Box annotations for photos
# # # # # # #

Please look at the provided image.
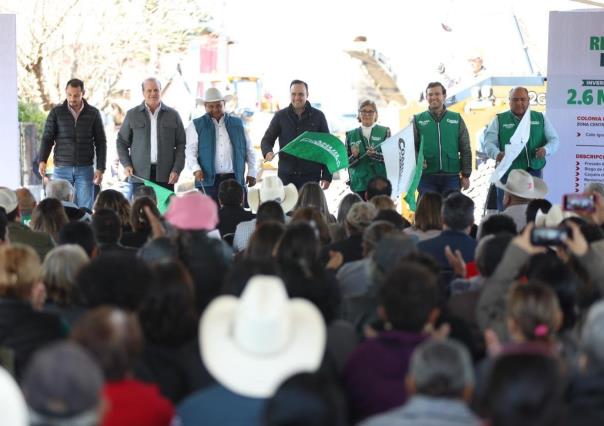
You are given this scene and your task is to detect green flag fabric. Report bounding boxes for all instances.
[404,141,424,212]
[281,132,348,173]
[139,178,174,215]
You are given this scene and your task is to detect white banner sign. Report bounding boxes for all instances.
[381,125,416,199]
[544,10,604,203]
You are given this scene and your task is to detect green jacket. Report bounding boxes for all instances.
[413,109,472,177]
[497,111,547,170]
[346,124,390,192]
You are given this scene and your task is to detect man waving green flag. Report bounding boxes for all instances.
[280,132,348,173]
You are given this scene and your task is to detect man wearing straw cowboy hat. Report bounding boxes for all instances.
[186,87,256,202]
[177,275,327,426]
[495,169,547,232]
[116,77,186,193]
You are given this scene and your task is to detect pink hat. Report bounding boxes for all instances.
[164,191,218,231]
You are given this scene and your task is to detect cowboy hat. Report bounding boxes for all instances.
[201,87,233,103]
[535,204,578,228]
[495,169,547,199]
[247,176,298,213]
[199,275,327,398]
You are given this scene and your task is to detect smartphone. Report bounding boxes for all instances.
[562,194,596,213]
[531,227,570,246]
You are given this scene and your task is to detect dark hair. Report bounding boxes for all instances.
[336,192,363,223]
[138,261,197,346]
[132,185,157,204]
[480,213,517,239]
[366,175,392,201]
[289,80,308,95]
[413,192,443,232]
[0,207,8,241]
[244,221,285,261]
[218,179,243,206]
[357,99,378,123]
[525,253,580,330]
[76,253,154,311]
[71,306,143,381]
[221,258,279,297]
[293,182,332,222]
[59,221,96,258]
[442,192,474,231]
[65,78,84,92]
[92,208,122,244]
[256,201,285,226]
[476,232,514,278]
[373,210,411,231]
[30,198,69,241]
[130,197,161,232]
[524,198,552,223]
[481,353,564,426]
[506,280,560,341]
[292,207,331,245]
[262,373,349,426]
[378,262,439,333]
[426,81,447,96]
[93,189,130,230]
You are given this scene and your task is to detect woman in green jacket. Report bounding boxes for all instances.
[346,100,390,200]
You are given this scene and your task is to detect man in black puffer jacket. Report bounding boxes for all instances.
[39,79,107,209]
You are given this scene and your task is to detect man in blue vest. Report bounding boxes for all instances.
[413,82,472,195]
[483,87,560,211]
[186,87,257,202]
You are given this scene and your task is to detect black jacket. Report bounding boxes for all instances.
[40,100,107,170]
[0,298,64,379]
[260,102,331,181]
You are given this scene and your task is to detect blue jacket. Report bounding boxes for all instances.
[193,114,246,186]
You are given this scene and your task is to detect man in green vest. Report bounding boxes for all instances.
[413,82,472,195]
[483,87,560,211]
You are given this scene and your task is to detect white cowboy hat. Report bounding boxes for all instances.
[495,169,547,199]
[535,204,577,228]
[199,275,327,398]
[247,176,298,213]
[201,87,233,103]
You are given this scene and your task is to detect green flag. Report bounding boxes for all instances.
[139,178,174,215]
[281,132,348,173]
[404,141,424,212]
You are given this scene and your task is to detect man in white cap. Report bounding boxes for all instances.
[186,87,256,202]
[495,169,547,232]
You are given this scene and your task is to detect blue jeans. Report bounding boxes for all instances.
[417,175,461,197]
[52,166,94,210]
[497,169,543,212]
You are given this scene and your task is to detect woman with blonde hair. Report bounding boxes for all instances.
[0,244,63,378]
[346,100,390,199]
[42,244,90,325]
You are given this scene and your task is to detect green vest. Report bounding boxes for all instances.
[414,110,461,174]
[346,124,389,192]
[497,111,546,170]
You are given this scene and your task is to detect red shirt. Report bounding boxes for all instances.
[101,379,174,426]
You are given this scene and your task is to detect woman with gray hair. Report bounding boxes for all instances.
[361,339,481,426]
[42,244,89,328]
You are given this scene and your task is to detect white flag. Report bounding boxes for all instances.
[491,107,531,183]
[380,125,416,199]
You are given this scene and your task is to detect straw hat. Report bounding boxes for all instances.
[247,176,298,213]
[495,169,547,199]
[199,275,326,398]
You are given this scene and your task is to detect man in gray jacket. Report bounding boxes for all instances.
[116,77,186,192]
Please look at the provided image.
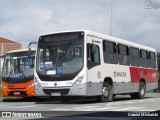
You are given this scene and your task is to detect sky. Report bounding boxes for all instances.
[0,0,160,52]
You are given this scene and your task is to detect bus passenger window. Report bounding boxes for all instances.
[140,50,149,67]
[118,44,130,65]
[87,44,100,69]
[149,52,156,68]
[103,41,118,64]
[130,47,140,67]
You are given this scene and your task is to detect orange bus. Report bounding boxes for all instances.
[1,49,36,98]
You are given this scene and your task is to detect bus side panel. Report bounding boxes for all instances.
[130,67,158,91]
[130,67,158,83]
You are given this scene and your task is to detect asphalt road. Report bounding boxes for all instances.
[0,93,160,120]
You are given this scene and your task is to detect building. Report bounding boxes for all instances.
[0,37,22,71]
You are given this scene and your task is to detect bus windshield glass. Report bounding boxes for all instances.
[36,32,84,76]
[3,52,35,78]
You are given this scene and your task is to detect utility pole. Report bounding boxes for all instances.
[110,0,113,36]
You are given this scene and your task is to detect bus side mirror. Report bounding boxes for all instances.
[28,48,31,58]
[28,41,37,58]
[91,45,97,54]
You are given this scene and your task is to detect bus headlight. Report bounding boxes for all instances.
[28,83,34,88]
[1,83,7,88]
[34,77,41,87]
[73,75,84,86]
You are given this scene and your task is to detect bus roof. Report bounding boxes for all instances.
[85,30,156,52]
[6,48,36,54]
[42,30,156,52]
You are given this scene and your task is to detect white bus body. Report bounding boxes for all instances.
[34,30,158,101]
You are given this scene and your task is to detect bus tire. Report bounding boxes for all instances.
[98,82,113,102]
[131,81,146,99]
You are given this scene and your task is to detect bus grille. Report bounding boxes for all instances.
[43,89,70,95]
[8,91,28,96]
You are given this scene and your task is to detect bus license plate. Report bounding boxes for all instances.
[14,92,20,95]
[51,92,61,96]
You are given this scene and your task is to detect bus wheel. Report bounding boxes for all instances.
[131,82,146,99]
[98,82,113,102]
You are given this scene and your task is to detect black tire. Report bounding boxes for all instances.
[98,82,113,102]
[131,82,146,99]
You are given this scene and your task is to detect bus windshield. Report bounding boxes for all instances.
[3,52,35,78]
[37,32,84,76]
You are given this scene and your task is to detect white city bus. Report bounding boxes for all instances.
[31,30,158,102]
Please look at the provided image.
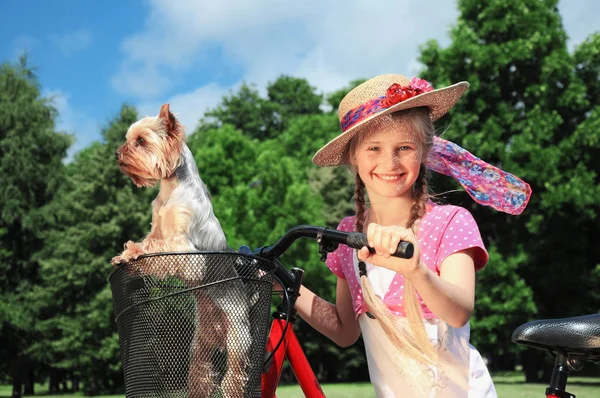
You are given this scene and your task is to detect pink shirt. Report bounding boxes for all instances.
[326,203,489,319]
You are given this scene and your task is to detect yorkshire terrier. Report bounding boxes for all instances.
[111,104,251,397]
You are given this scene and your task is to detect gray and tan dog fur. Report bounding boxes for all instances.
[111,104,251,397]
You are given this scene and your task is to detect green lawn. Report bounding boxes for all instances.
[0,373,600,398]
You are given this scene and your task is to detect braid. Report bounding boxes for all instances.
[354,172,366,232]
[406,163,429,229]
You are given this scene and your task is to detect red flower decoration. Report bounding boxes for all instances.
[381,77,433,108]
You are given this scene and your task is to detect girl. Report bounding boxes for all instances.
[297,75,531,397]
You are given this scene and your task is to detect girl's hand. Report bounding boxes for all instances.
[358,223,421,276]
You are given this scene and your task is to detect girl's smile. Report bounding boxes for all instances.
[353,124,422,201]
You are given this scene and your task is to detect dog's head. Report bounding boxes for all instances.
[115,104,185,187]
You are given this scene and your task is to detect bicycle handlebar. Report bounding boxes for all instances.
[256,225,414,260]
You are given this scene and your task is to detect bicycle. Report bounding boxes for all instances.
[511,314,600,398]
[108,225,414,398]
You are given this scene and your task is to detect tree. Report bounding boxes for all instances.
[0,56,71,397]
[31,106,157,395]
[200,76,322,140]
[421,0,600,380]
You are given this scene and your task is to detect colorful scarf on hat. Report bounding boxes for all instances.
[341,77,531,215]
[426,136,531,215]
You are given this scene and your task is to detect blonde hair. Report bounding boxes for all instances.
[346,108,441,366]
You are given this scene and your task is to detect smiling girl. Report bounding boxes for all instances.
[290,75,531,397]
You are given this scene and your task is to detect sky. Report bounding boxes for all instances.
[0,0,600,156]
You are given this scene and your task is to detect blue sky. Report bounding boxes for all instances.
[0,0,600,159]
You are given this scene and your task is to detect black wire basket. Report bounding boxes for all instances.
[109,252,275,398]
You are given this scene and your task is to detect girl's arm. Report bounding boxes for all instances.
[358,223,476,328]
[296,278,360,347]
[404,249,475,328]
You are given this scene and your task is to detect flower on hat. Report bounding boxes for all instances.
[381,77,433,108]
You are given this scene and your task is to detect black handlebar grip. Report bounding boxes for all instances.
[346,232,415,258]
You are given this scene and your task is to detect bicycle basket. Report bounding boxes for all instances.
[109,252,275,398]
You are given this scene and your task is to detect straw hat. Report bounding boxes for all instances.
[312,74,469,166]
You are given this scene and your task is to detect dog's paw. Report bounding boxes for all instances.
[110,256,125,268]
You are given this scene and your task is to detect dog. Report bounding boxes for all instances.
[111,104,251,398]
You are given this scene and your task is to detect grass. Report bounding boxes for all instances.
[0,372,600,398]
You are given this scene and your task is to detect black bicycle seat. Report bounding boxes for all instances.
[511,314,600,361]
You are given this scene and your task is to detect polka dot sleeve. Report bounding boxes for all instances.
[436,207,489,271]
[325,217,354,279]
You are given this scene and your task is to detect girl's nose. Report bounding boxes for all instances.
[387,151,400,168]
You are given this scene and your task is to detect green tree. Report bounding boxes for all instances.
[30,106,152,395]
[0,57,71,397]
[200,76,322,140]
[421,0,600,380]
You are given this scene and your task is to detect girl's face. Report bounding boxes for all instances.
[351,118,423,202]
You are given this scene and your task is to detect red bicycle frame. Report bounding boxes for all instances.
[261,319,325,398]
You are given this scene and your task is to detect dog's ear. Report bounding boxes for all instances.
[158,104,177,132]
[158,104,183,140]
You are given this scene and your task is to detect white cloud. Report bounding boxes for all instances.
[137,84,227,134]
[12,35,38,58]
[112,0,600,119]
[558,0,600,50]
[42,90,101,160]
[113,0,457,99]
[48,29,92,57]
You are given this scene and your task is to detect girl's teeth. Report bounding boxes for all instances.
[379,175,398,181]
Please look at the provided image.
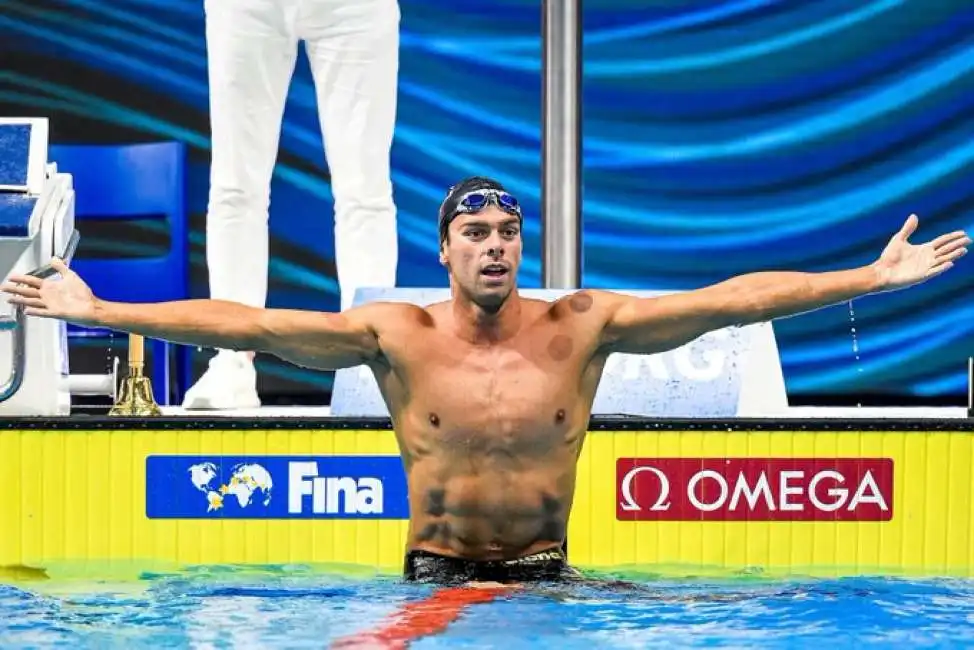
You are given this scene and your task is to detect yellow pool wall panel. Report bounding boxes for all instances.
[0,427,974,578]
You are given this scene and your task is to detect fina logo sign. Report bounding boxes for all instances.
[146,456,409,519]
[616,458,893,521]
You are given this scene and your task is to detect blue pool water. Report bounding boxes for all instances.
[0,569,974,650]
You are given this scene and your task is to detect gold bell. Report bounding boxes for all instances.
[108,334,162,416]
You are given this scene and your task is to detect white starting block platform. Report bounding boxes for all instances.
[0,118,116,417]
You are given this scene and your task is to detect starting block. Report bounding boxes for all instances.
[0,118,117,417]
[331,288,788,418]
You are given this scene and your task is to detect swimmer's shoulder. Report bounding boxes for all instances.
[348,302,434,336]
[549,289,626,324]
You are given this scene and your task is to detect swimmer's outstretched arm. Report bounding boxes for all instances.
[2,260,395,370]
[601,215,971,354]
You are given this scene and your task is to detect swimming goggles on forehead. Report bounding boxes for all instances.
[455,190,521,217]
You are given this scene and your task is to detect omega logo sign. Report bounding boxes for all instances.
[616,458,893,521]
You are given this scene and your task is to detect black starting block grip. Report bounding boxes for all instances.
[27,229,81,280]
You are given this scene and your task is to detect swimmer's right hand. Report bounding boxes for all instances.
[0,258,98,325]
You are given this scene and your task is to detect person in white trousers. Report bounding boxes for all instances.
[183,0,400,409]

# # # # # # #

*AIM*
Shift the entries from the line with "body. Report bounding boxes for all instances." to the line with "[51,92,61,96]" by writing out every line in that span, with 135 added to each bounding box coordinate and everything else left as is.

*FINISHED EXERCISE*
You are given this scene and your task is to detect white bus body. Report bounding boxes for all instances.
[169,165,293,236]
You are given this scene and your task is to detect bus tire. Report bounding boxes for all instances.
[233,217,248,237]
[266,216,281,234]
You are given this scene and your task is to detect bus grille. Report bounding boxes for all instances.
[178,224,205,230]
[143,226,163,231]
You are given this scene and your task is to detect bus license plate. Report bounding boxes for all instances.
[149,227,155,230]
[186,227,196,231]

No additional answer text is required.